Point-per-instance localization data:
----

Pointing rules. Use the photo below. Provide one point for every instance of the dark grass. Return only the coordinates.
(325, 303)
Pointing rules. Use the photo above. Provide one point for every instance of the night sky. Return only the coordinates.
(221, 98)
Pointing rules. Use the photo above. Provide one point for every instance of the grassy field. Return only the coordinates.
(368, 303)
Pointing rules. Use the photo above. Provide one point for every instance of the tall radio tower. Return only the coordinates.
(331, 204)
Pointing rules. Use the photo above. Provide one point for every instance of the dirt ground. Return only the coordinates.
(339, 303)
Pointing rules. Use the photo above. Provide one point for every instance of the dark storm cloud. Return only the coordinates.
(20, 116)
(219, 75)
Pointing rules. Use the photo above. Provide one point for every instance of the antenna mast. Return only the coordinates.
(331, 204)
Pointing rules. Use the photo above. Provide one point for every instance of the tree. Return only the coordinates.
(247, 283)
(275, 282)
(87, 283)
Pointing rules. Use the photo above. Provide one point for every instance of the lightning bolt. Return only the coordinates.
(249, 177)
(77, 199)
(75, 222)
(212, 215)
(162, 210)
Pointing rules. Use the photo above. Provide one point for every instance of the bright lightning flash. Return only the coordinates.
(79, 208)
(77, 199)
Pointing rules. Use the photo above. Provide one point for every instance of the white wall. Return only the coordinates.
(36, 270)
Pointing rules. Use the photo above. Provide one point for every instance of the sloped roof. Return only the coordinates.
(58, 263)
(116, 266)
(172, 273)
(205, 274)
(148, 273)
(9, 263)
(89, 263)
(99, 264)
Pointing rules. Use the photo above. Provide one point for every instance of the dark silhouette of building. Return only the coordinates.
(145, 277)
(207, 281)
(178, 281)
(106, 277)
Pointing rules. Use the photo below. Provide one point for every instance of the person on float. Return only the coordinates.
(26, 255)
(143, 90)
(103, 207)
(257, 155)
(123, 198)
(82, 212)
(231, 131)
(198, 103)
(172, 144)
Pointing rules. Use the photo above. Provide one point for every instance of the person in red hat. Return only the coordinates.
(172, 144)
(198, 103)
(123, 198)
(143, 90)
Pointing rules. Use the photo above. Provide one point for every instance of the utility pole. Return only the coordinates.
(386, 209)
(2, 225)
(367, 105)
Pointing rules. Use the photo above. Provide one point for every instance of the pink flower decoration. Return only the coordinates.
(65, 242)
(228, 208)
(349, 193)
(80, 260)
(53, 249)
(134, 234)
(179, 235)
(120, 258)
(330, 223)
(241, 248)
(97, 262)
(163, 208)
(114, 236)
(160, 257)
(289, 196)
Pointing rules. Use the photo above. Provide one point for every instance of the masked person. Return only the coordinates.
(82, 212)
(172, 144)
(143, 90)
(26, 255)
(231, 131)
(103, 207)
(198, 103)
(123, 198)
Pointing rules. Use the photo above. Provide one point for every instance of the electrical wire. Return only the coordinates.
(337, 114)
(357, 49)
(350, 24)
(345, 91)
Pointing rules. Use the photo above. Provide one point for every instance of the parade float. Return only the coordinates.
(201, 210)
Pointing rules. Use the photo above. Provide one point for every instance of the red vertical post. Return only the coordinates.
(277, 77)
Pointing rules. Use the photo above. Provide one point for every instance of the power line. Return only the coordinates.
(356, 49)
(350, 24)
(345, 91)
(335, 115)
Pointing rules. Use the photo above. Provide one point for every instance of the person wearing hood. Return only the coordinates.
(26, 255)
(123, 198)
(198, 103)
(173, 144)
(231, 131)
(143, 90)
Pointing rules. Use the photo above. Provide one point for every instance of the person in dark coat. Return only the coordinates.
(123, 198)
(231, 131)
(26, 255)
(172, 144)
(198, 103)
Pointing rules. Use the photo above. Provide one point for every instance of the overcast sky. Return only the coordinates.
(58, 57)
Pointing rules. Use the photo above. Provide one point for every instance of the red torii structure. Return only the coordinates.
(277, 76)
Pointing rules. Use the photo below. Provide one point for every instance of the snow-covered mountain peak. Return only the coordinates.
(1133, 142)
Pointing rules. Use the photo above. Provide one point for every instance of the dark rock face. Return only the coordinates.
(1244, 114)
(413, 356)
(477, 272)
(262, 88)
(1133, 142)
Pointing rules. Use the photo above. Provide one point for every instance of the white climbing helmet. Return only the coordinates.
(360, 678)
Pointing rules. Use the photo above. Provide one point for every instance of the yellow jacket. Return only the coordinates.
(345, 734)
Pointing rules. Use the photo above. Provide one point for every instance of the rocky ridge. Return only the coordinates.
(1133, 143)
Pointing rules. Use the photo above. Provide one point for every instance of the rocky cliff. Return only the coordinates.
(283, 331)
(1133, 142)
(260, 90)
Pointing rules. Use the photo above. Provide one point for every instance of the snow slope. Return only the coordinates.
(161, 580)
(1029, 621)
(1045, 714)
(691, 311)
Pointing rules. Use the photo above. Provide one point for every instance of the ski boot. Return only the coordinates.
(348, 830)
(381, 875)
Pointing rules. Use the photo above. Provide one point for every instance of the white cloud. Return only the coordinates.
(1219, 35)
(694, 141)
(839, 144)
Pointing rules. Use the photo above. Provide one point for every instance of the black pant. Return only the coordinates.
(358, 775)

----

INSTRUCTIONS TO FOLLOW:
Copy every entry exactly, leaving nothing out.

ANSWER SPACE:
Pointing rules. Use the photo below. Provide one point for every instance of the dark grass. Return only the coordinates.
(325, 303)
Pointing rules. Use the photo above. Provide one point for every instance of the night sky. Return only the coordinates.
(221, 98)
Pointing rules. Use the photo above. Provide one point for every instance of the grassy field. Return only the coordinates.
(368, 303)
Pointing rules. Use the photo above. Provide one point for every instance of the tall radio tower. Return only the coordinates.
(331, 204)
Pointing rules. Use the photo above. Provide one point for every instance of the dirt ground. Return only the coordinates.
(339, 303)
Pointing rules. Use the photo above. Provide one point for every instance of the dark storm cloud. Return only the coordinates.
(20, 116)
(219, 75)
Pointing rules. Use the photo above. Provide one point for every instance of the antenna mast. Return only the coordinates.
(331, 204)
Pointing rules. Use the photo above. Provide one point for every instance of the tree. Return only the coordinates.
(247, 283)
(275, 282)
(87, 283)
Pointing rules. Use the photo above. Provide one point for every instance of the lightning bolt. Return only the coordinates.
(249, 177)
(77, 199)
(75, 222)
(212, 215)
(162, 210)
Pointing rules. Use the photo above. Provide one point for every instance of the bright lightning flash. Return only the coordinates.
(79, 208)
(77, 199)
Pointing rules. Use the photo above. Provide one point for every instance of the white wall. Return only the coordinates.
(36, 270)
Pointing rules. Use the photo above. Provide one point for every instance of the sloped roof. Return only the coordinates.
(58, 263)
(116, 266)
(172, 273)
(205, 274)
(148, 273)
(9, 263)
(89, 263)
(99, 264)
Pointing rules. Use the photo above. Provide one point for every instance of the dark silhouette of building. Return only the coordinates.
(145, 277)
(207, 281)
(178, 281)
(106, 277)
Pointing rules. Use the photo below. Provide one point for every instance of the person on float. Return only the coordinates.
(26, 255)
(143, 90)
(103, 207)
(257, 155)
(123, 198)
(82, 212)
(231, 131)
(198, 103)
(172, 144)
Pointing rules. Use the photo above. Provide one point for every instance of the person in red hat. Return only the coordinates.
(172, 144)
(198, 103)
(123, 198)
(143, 90)
Pointing rules. Use the photo above. Provide one point for every instance of the utility pole. Return only the coordinates.
(386, 209)
(2, 225)
(367, 105)
Pointing rules. Use the photo above. Provide one point for every instance of the pink flower decoration. Return only the coordinates.
(65, 242)
(228, 208)
(349, 193)
(80, 260)
(53, 249)
(134, 234)
(179, 235)
(120, 258)
(330, 223)
(241, 248)
(97, 262)
(163, 208)
(114, 236)
(160, 257)
(289, 196)
Pointing rules. Use the photo above. Provide one point for every instance of the masked person. Return only the coordinates.
(82, 212)
(172, 144)
(143, 90)
(26, 255)
(231, 131)
(103, 207)
(198, 103)
(123, 198)
Pointing rules. Use the photo above. Provide one point for every instance of the electrical wire. Return only the coordinates.
(337, 114)
(357, 49)
(350, 24)
(345, 91)
Pointing rules. Use the photo above. Provide one point for every instance of the parade float. Return only the coordinates.
(201, 210)
Pointing rules. Use the photo above. Provide one point for every instance of the red vertical post. Return only the coordinates.
(277, 77)
Pointing rules. Use the photo above. Provide one point for every instance of the power line. Return only the coordinates.
(356, 49)
(350, 24)
(345, 91)
(335, 115)
Pointing rules. Use the photo above. Provide one point for every instance of the person wearing hood. Return only the coordinates.
(26, 255)
(123, 198)
(198, 103)
(173, 144)
(231, 131)
(143, 90)
Pointing rules. Use the photo above. Provide one point for every instance of the person in dark coat. Return only the coordinates.
(123, 198)
(231, 131)
(26, 255)
(172, 144)
(198, 103)
Pointing rules. Use the photo above. Provide one point for every instance of the overcast sky. Return only the coordinates.
(58, 57)
Pointing rules. Use the photo above. Provide one point for every instance of the red torii structure. Return only the coordinates.
(277, 76)
Pointing rules. Use the photo below. Provide one point for every instance of the snow-covered mountain peak. Return only the coordinates.
(1133, 142)
Pointing rules. Use the photo above. Provide one point for every instance of the dark rock face. Return only the coordinates.
(1244, 114)
(413, 356)
(477, 272)
(262, 88)
(1133, 142)
Pointing rules. Use the photo above. Provide one point for every instance of the white climbing helmet. Return only the coordinates.
(360, 678)
Pointing rules. Use the photo above. Provide one point for every instance of the yellow jacket. Return only the coordinates.
(345, 734)
Pointing rules. Use the photo above. Provide one point for every instance of the rocky ridge. Return only the coordinates.
(1133, 143)
Pointing rules. Use the photo above. Provide one point for every instance of the rocky cliff. Return only the coordinates.
(283, 331)
(1133, 142)
(260, 90)
Pointing rules. Use the photo above. Provide one point for every instance of the snow slope. Return only the coordinates.
(161, 580)
(1029, 621)
(1045, 714)
(691, 311)
Pointing rules. Use the photo above. Provide one point for every instance of the ski boot. Return only the coordinates.
(348, 830)
(381, 875)
Pointing rules. Use the photo above. Provide one point for every instance of the white cloud. Return only the coordinates.
(1219, 35)
(694, 141)
(839, 144)
Pointing rules. Use the photo above. Provide one point for every instance of the black pant. Return only the coordinates.
(358, 775)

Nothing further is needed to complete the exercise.